#### Data to process
* * * *
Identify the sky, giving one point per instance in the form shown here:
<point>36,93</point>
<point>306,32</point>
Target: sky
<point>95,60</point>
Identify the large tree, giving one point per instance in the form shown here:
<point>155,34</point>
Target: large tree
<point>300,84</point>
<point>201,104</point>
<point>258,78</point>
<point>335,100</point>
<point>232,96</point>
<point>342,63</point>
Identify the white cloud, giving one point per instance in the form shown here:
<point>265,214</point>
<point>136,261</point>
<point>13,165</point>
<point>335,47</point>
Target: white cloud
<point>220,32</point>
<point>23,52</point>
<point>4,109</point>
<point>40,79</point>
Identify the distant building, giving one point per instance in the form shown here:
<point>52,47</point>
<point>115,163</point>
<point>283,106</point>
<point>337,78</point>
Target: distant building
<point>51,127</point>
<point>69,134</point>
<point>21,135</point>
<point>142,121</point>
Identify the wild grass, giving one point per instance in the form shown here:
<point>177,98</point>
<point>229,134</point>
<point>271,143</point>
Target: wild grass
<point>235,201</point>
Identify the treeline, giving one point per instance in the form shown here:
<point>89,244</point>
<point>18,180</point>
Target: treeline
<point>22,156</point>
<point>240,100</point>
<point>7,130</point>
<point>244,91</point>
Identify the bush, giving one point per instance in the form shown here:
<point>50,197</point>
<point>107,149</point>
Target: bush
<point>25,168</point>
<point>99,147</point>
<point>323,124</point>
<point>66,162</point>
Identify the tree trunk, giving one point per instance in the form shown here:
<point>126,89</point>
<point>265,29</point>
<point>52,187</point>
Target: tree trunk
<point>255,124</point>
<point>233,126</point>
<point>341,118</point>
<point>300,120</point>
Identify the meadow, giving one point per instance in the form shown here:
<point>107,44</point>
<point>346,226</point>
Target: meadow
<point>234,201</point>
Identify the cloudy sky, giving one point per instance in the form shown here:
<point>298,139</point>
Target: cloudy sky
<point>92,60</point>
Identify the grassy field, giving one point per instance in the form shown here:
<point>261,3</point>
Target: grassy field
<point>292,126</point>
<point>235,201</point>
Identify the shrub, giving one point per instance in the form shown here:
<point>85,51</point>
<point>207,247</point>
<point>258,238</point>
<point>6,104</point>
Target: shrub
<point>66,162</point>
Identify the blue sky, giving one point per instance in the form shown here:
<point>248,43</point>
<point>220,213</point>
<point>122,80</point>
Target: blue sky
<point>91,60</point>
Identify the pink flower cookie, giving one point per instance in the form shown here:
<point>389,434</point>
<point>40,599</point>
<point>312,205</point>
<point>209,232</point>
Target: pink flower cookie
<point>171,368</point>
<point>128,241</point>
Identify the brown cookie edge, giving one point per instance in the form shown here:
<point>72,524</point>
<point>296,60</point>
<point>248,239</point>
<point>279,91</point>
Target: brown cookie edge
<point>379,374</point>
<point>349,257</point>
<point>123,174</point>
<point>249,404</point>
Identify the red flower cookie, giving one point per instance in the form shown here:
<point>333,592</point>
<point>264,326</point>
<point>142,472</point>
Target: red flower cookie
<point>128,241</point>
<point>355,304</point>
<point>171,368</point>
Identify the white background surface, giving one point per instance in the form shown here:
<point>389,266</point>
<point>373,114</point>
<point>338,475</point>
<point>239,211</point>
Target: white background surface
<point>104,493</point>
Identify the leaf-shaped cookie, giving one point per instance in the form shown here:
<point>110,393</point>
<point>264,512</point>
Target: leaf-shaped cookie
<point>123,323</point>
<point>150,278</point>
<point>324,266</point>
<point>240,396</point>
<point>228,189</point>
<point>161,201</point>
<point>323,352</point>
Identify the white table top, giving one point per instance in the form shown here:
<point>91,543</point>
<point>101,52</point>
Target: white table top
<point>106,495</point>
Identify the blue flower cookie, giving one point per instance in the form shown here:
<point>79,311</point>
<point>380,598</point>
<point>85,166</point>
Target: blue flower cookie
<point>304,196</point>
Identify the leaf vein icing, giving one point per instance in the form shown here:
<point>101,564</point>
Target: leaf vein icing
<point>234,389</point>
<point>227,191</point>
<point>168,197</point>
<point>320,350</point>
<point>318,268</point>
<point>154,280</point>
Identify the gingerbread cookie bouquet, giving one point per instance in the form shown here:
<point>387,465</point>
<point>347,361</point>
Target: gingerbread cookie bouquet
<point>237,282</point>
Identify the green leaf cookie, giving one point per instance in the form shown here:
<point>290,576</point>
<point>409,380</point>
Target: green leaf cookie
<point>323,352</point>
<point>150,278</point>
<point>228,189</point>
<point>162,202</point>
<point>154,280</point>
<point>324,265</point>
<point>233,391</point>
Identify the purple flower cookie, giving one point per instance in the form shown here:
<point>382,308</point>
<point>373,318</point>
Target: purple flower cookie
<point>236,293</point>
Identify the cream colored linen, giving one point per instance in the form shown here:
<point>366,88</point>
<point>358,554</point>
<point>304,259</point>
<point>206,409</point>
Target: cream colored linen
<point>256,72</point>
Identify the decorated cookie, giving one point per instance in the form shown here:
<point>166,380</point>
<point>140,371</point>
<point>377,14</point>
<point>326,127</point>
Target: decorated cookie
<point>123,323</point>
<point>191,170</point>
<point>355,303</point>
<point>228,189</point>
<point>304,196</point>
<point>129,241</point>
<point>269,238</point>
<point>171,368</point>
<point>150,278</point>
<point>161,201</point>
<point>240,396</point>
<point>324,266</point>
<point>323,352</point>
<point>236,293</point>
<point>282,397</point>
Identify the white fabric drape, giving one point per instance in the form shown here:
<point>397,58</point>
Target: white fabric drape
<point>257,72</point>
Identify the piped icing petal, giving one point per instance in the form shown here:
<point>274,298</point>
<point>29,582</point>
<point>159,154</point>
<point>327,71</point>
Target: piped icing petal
* * * *
#### Goal of the exercise
Begin at the top of the records above and quote each line exactly, ending with the line that contains "<point>337,78</point>".

#### Finished exercise
Identify the sky, giving one point per instance in the form shown here:
<point>36,93</point>
<point>306,32</point>
Target: sky
<point>95,60</point>
Identify the large tree, giving one point per instance in the form shown here:
<point>155,34</point>
Target: large tree
<point>300,84</point>
<point>201,104</point>
<point>258,78</point>
<point>335,100</point>
<point>232,96</point>
<point>342,63</point>
Identify the white cloud, giving one point per instance in the form shown here:
<point>265,214</point>
<point>136,261</point>
<point>13,165</point>
<point>335,47</point>
Target: white cloud
<point>220,32</point>
<point>23,52</point>
<point>4,109</point>
<point>40,79</point>
Identify the distant building, giving one point per instance in the form shown here:
<point>52,47</point>
<point>115,163</point>
<point>283,106</point>
<point>337,78</point>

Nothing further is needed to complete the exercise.